_AIM OF THE TASK_
Report every line in the records below that contains the string "snowboarder", treating uppercase and lowercase letters as different.

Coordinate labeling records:
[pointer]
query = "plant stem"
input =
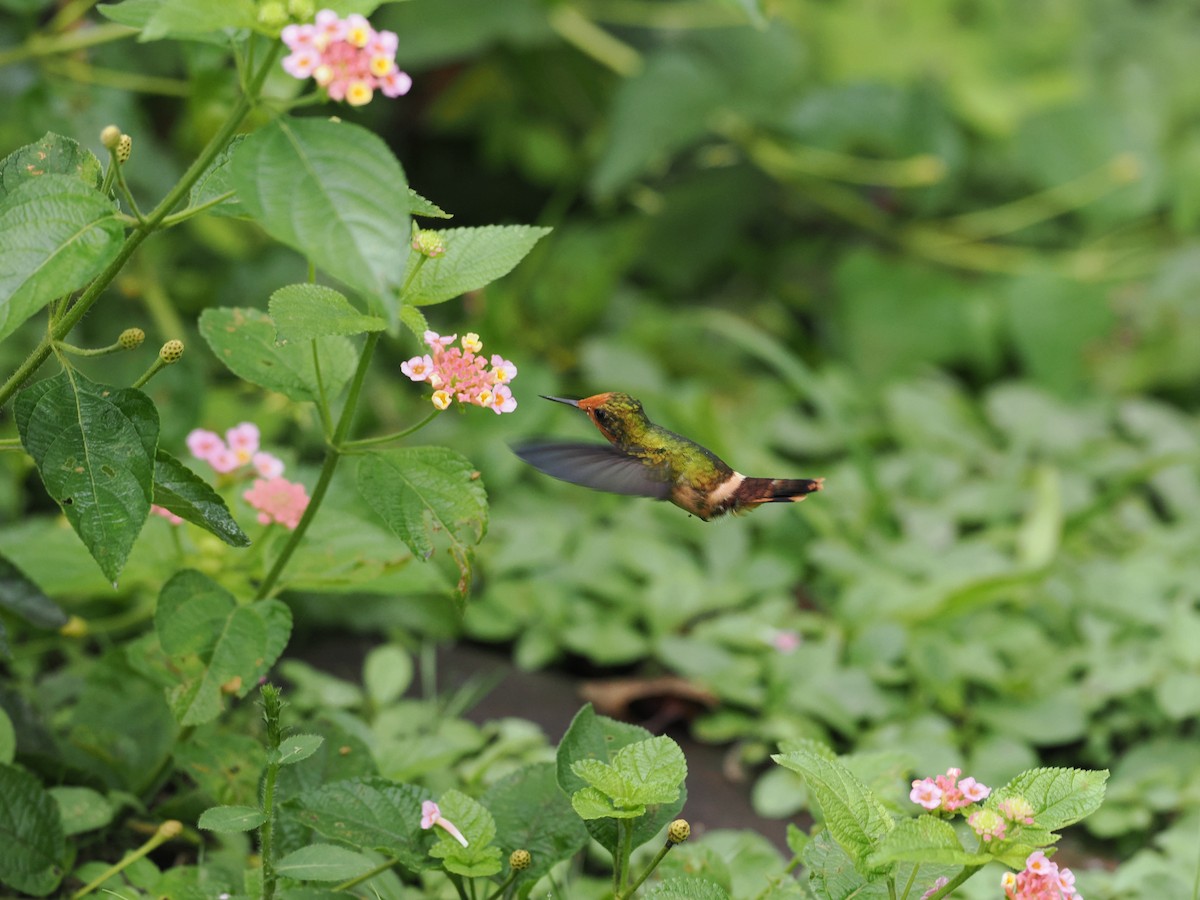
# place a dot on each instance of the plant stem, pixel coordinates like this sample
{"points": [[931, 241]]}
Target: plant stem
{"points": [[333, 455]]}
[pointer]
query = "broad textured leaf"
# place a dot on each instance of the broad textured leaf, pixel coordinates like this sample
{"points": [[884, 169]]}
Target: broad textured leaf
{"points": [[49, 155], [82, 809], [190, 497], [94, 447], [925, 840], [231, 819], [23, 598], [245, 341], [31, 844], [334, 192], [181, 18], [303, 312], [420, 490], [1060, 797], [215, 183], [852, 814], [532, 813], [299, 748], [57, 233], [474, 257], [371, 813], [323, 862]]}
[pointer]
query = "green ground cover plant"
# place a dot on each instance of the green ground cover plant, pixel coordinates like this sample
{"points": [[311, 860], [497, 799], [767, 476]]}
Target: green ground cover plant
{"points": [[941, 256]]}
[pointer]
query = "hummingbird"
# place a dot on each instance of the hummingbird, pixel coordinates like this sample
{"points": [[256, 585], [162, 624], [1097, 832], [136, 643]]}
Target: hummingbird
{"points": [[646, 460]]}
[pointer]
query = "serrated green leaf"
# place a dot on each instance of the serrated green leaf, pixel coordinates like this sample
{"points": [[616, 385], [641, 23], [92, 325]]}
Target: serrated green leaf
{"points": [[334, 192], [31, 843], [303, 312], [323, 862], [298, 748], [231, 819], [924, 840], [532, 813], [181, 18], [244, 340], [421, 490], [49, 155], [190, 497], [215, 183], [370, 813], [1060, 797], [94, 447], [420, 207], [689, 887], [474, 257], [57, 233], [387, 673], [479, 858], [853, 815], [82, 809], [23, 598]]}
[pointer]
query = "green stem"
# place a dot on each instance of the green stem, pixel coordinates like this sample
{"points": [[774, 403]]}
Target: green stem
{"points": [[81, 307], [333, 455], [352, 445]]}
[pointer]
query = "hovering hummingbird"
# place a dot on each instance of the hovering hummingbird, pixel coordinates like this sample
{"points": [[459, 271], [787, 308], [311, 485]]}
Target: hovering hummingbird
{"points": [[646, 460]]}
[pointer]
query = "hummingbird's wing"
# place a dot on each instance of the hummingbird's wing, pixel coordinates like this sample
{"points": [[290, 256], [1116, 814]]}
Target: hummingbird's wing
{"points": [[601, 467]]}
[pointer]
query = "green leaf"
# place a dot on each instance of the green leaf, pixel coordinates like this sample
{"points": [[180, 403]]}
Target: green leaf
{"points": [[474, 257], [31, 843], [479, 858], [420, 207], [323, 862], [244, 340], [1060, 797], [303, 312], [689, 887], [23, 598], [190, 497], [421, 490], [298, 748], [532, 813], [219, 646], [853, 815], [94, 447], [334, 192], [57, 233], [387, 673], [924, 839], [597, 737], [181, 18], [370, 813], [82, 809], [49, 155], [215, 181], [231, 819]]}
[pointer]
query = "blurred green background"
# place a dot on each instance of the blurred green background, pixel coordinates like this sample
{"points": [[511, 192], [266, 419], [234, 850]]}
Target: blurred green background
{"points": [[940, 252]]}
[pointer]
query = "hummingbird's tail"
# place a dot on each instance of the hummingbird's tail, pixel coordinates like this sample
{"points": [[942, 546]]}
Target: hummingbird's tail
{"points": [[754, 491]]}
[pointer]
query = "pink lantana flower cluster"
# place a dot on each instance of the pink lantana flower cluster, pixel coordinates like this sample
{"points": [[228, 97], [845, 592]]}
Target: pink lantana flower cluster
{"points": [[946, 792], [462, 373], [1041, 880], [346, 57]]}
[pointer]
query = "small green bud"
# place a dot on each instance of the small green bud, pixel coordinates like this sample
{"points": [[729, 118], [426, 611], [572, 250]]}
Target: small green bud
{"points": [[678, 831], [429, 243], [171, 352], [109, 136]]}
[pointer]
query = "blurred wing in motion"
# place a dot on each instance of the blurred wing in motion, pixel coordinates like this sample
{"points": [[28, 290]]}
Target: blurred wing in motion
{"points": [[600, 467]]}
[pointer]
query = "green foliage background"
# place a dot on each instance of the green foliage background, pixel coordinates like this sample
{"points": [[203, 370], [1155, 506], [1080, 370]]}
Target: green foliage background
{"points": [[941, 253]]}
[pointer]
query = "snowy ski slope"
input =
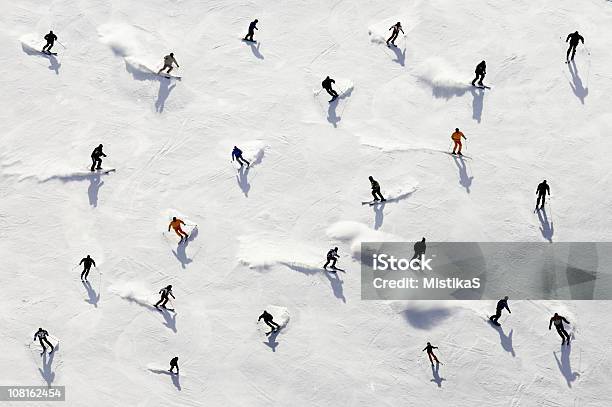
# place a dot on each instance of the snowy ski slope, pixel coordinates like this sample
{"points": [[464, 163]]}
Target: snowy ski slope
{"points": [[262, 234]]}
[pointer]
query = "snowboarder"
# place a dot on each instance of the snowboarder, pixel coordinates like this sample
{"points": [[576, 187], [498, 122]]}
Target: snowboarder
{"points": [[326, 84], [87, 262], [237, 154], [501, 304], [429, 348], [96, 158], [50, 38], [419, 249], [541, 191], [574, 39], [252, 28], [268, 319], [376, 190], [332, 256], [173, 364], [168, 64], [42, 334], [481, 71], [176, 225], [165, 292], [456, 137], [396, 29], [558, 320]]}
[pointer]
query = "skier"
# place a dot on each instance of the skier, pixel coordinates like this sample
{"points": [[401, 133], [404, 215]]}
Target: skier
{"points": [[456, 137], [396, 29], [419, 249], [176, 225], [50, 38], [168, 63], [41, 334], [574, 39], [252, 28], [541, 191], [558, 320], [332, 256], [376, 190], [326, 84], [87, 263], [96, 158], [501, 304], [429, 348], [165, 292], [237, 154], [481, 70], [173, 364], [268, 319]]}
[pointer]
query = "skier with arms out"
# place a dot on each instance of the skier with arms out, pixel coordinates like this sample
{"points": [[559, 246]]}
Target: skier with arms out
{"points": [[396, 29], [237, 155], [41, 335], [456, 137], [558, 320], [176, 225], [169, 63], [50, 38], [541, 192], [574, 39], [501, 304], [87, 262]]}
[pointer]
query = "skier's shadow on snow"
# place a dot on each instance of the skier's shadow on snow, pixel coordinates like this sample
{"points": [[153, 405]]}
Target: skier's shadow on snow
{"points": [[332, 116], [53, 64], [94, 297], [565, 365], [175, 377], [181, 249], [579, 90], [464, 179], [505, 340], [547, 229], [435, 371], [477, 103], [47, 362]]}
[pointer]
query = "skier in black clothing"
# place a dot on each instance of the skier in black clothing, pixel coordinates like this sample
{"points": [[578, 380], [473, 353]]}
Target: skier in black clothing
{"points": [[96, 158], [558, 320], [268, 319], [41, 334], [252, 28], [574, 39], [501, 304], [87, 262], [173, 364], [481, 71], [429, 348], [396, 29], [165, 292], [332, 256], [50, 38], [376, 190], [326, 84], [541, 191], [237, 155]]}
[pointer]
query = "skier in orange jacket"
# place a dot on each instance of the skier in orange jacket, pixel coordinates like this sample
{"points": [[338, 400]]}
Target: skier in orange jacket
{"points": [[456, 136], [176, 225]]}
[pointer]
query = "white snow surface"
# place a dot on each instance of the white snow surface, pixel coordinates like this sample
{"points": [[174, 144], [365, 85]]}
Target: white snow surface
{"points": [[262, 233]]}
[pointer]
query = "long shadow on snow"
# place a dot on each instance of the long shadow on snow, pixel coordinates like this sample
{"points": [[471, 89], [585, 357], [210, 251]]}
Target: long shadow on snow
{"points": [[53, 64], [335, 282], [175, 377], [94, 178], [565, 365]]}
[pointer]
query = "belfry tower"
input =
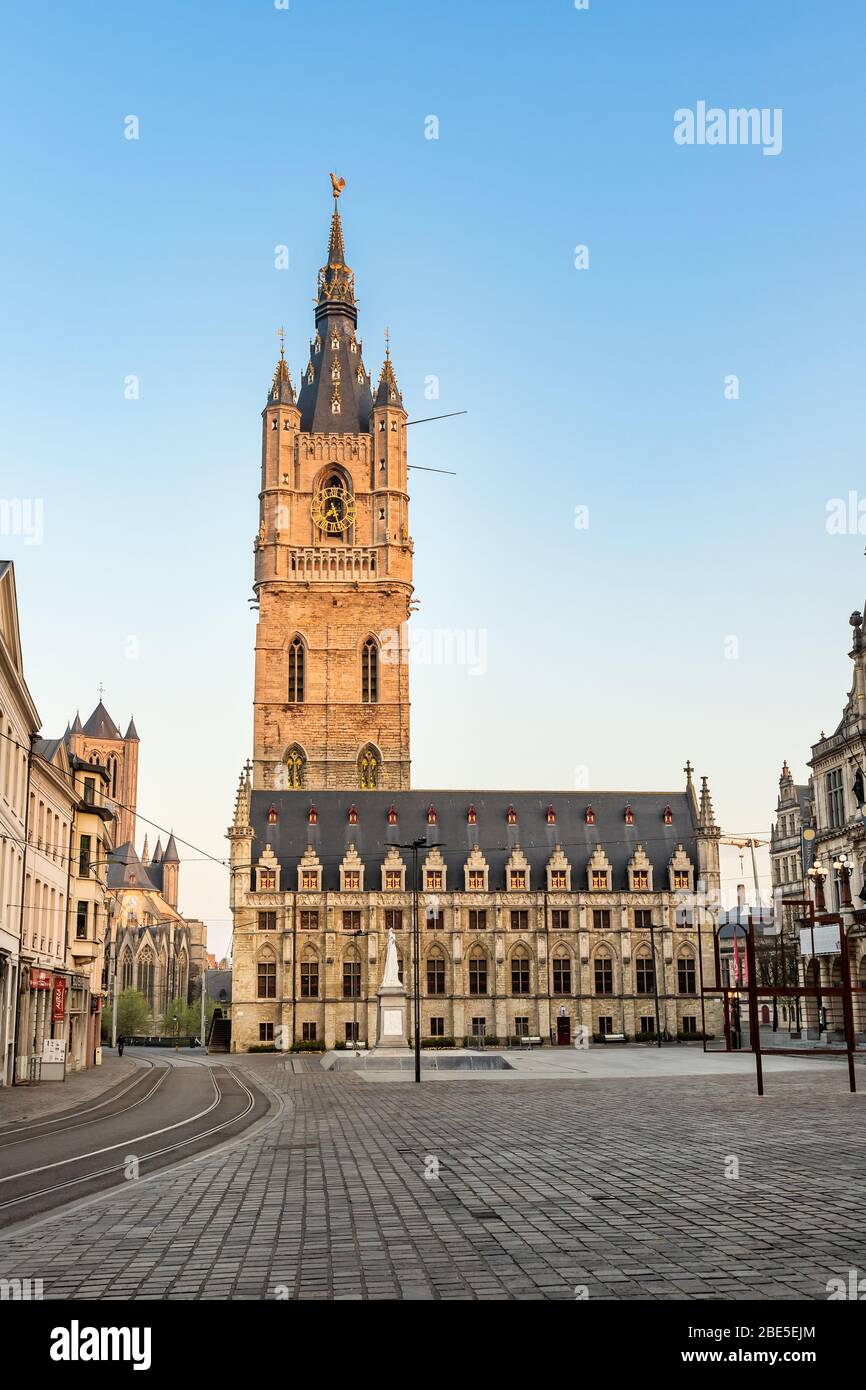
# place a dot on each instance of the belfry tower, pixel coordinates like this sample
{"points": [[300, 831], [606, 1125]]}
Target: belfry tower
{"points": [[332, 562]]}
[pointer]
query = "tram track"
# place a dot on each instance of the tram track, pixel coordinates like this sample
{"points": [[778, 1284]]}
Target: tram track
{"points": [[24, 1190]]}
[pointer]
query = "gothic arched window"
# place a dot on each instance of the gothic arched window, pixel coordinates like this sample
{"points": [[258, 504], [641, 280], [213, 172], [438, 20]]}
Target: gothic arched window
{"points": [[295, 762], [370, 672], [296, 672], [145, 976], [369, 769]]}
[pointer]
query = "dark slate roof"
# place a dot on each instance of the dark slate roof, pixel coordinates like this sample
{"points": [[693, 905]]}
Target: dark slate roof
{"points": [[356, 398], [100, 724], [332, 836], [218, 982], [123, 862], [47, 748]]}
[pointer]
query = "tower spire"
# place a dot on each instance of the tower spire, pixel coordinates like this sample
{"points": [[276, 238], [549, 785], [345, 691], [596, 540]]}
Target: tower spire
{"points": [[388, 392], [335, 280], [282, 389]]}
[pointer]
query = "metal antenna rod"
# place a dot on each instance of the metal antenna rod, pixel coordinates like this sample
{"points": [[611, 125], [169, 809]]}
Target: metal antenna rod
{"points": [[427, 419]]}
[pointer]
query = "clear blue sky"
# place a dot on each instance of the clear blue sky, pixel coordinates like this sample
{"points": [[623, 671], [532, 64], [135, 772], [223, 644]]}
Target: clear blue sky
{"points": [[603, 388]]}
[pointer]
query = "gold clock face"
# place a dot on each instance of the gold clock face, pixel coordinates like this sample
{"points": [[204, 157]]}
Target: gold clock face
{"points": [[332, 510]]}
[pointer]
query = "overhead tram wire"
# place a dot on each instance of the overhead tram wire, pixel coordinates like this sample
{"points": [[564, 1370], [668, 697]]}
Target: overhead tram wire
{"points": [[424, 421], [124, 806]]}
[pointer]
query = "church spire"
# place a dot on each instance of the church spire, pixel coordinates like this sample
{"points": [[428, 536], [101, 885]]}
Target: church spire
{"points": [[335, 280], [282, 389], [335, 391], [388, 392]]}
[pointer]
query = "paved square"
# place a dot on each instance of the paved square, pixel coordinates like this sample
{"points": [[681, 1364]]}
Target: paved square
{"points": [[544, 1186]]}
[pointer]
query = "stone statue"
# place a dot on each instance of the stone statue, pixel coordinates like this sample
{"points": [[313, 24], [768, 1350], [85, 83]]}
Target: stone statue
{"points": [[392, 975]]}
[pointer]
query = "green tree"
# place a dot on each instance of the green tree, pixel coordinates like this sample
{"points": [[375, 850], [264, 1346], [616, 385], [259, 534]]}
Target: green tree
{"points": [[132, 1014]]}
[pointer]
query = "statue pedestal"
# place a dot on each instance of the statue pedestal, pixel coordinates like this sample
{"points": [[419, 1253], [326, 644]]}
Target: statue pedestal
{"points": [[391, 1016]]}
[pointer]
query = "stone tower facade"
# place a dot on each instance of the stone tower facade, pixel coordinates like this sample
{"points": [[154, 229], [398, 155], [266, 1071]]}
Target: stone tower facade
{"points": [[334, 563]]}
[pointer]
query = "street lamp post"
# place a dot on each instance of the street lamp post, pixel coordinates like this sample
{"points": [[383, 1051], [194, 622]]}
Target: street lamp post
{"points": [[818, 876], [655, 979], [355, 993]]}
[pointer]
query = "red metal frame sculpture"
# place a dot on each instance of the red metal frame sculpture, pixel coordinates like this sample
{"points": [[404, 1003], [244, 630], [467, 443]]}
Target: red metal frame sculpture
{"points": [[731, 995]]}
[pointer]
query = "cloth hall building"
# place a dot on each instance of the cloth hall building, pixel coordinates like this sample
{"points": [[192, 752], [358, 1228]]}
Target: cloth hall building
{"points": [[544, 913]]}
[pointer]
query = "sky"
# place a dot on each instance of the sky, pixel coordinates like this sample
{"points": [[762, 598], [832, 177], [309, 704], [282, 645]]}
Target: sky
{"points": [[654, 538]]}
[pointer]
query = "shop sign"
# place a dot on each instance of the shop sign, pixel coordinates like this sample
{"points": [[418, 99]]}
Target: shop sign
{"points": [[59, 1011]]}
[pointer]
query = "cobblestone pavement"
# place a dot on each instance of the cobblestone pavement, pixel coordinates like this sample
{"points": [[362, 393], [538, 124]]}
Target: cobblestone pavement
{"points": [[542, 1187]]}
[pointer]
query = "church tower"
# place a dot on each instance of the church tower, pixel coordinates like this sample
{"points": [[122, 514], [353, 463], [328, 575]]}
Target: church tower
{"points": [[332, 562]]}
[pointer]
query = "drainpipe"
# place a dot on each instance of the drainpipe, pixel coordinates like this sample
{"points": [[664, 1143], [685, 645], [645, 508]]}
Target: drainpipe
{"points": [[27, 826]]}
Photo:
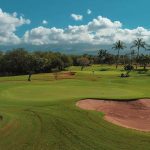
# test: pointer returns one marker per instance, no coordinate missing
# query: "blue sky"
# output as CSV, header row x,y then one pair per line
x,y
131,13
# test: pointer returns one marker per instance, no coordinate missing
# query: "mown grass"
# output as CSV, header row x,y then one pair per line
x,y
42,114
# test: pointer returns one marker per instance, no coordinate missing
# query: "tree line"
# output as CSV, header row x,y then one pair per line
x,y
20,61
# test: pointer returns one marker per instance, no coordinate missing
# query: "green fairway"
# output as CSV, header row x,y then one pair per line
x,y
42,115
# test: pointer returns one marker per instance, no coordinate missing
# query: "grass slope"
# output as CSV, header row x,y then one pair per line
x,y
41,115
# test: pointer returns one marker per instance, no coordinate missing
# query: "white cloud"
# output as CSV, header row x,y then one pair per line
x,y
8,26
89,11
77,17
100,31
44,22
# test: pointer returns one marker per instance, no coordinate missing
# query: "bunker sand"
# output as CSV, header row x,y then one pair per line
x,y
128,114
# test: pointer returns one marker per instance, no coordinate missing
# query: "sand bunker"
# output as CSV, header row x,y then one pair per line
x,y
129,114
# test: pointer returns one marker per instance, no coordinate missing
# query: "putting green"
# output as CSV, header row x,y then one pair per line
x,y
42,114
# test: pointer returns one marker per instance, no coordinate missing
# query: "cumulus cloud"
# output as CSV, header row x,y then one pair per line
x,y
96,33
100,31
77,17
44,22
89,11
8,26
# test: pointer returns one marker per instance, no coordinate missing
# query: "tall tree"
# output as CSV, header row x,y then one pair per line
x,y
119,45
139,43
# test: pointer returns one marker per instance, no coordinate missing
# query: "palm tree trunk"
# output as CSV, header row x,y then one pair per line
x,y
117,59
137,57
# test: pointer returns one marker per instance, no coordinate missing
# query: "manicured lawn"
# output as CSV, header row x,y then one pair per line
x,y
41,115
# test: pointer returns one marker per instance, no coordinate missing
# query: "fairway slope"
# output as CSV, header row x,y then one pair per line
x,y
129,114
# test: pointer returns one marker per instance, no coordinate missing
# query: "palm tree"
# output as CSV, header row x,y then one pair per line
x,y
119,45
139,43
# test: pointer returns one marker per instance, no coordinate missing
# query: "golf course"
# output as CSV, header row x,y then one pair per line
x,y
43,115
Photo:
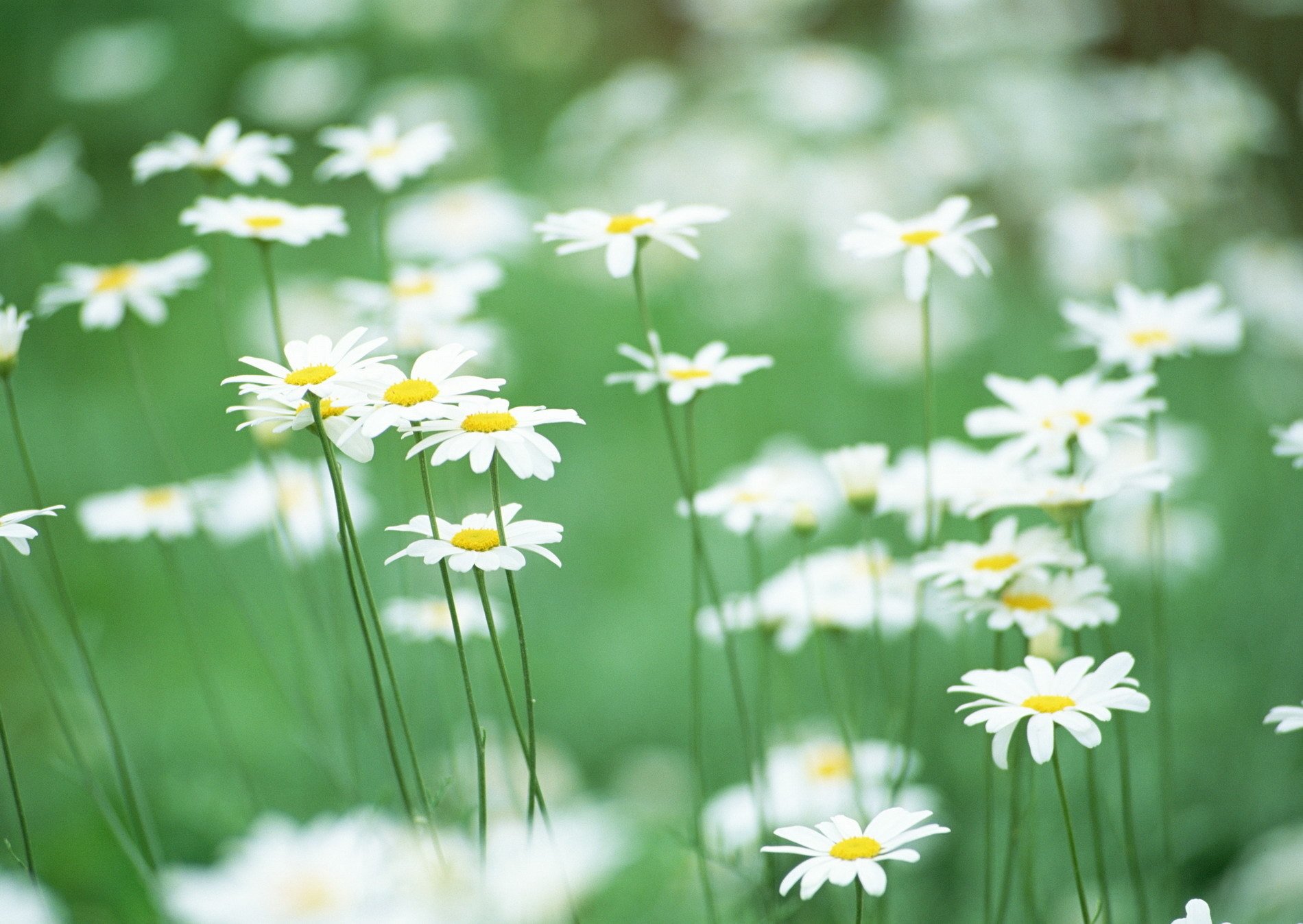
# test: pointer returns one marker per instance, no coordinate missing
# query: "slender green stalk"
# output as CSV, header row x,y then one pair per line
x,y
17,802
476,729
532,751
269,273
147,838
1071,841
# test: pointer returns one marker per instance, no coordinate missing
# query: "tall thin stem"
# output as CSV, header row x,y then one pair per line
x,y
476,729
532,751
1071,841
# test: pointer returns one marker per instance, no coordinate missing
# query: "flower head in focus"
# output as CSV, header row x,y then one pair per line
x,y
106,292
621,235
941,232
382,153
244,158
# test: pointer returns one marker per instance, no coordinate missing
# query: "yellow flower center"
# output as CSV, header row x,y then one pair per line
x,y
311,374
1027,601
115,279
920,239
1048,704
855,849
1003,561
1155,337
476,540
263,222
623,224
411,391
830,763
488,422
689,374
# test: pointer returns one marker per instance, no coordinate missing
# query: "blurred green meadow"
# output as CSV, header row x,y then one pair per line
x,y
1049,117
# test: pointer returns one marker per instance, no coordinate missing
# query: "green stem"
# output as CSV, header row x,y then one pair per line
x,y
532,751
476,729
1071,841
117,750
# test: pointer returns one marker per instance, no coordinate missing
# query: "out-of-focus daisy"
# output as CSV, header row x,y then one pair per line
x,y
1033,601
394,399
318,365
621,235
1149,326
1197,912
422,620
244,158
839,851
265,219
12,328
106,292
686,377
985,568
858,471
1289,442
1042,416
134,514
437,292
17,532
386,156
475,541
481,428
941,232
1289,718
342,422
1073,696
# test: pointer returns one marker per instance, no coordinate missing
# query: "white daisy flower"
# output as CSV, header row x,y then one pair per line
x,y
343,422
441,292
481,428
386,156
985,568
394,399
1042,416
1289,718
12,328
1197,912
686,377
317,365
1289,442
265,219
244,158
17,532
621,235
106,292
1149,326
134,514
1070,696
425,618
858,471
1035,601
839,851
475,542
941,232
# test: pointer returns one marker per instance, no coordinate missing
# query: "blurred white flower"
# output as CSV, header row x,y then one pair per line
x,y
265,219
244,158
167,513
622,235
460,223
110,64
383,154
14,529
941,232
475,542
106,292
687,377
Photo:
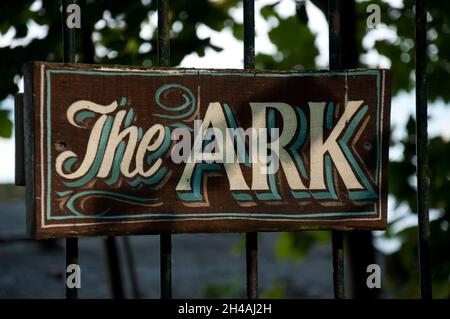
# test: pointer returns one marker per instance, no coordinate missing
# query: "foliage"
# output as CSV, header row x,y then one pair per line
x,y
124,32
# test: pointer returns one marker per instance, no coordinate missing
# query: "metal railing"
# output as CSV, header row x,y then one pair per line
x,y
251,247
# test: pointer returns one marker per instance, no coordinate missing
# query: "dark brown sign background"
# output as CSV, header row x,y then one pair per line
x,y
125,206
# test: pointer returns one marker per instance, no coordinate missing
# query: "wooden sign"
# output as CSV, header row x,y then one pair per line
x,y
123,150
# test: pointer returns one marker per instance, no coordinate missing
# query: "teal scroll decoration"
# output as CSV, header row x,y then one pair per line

_FULL SOLUTION_
query = "snowboarder"
# place a dot on each instance of the snowboarder, pixel coordinates like this sample
Target: snowboarder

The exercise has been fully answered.